▶ **Problem to work on**
Edit the material below by changing every "keypoint" to "marker" and keeping everything else exactly the same.

▶ **Given records**
· · · ·
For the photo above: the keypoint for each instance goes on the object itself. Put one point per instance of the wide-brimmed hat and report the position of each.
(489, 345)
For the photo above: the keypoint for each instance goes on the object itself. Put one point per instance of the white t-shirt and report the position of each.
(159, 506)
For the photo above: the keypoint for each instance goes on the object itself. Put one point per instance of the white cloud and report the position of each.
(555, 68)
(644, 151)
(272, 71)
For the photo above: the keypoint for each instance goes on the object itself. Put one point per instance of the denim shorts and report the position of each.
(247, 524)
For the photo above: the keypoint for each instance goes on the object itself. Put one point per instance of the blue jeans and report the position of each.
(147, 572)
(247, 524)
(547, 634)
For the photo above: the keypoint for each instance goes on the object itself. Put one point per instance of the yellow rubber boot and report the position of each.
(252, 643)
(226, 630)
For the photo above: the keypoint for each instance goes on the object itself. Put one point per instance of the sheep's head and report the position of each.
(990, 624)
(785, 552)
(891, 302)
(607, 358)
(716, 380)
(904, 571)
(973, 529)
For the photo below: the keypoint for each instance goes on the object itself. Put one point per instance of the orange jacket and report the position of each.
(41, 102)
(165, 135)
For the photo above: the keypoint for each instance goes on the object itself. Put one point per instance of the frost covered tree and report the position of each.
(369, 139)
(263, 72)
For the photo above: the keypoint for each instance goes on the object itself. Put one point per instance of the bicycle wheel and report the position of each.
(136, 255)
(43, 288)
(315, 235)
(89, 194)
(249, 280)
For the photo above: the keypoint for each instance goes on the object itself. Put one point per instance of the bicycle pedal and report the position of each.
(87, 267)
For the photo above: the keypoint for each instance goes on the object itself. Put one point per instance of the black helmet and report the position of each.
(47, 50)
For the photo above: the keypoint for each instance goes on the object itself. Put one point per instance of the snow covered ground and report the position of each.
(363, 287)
· · · ·
▶ **Exercise solution**
For the photo above: the marker for each instance goes on the object itself. Put one point per instance of the wide-brimmed hat and report the position of each.
(489, 345)
For the photo above: the marker for each instance goes on the object itself. Put one point per instance of the white t-shirt and report the position of each.
(159, 506)
For the photo above: the marker for each instance goes on the object itself. Put one point per instance of the white cloud and report the position of each.
(555, 68)
(644, 151)
(272, 71)
For the photo above: the marker for each instance goes on the object itself. Put one point per instance of the denim shorts and report the position of each.
(247, 524)
For the photo above: the marker for each instance goes on the object itself. Put one point per instance of the blue jeans and report the position of each.
(147, 572)
(247, 524)
(547, 634)
For the photo above: the marker for each instance goes on the object itself. Put one point per instance of the yellow rubber boot and report the position of each.
(252, 643)
(226, 630)
For the photo above: the marker for each instance goes on the object itself. Put one point per instance of the sheep's head and report the position of each.
(990, 624)
(785, 552)
(891, 302)
(607, 358)
(716, 380)
(904, 571)
(973, 529)
For the photo below: the marker for each instance goes on the object itself. Put one point per instance of the orange jacket and report the position of each.
(41, 102)
(165, 135)
For the photo above: the marker for each instance goes on the object itself. Put one point per instance of the frost covered tree and report the position of each.
(369, 139)
(263, 72)
For the photo above: the marker for each instance goes on the object itself. Put one point per instance of the bicycle wheel and report the position of each.
(136, 255)
(43, 288)
(315, 235)
(89, 194)
(249, 280)
For the photo above: the marker for each instance goes on the object itself. Put one point per instance of the bicycle pedal and report the position of each.
(87, 267)
For the photo above: the marker for each instance goes on the object itself. Put one point per instance of the black helmet and report the position of each.
(47, 50)
For the photo above: the marker for each instance goes on the object itself. Put one point per instance of the snow covered ground and report the position of each.
(363, 287)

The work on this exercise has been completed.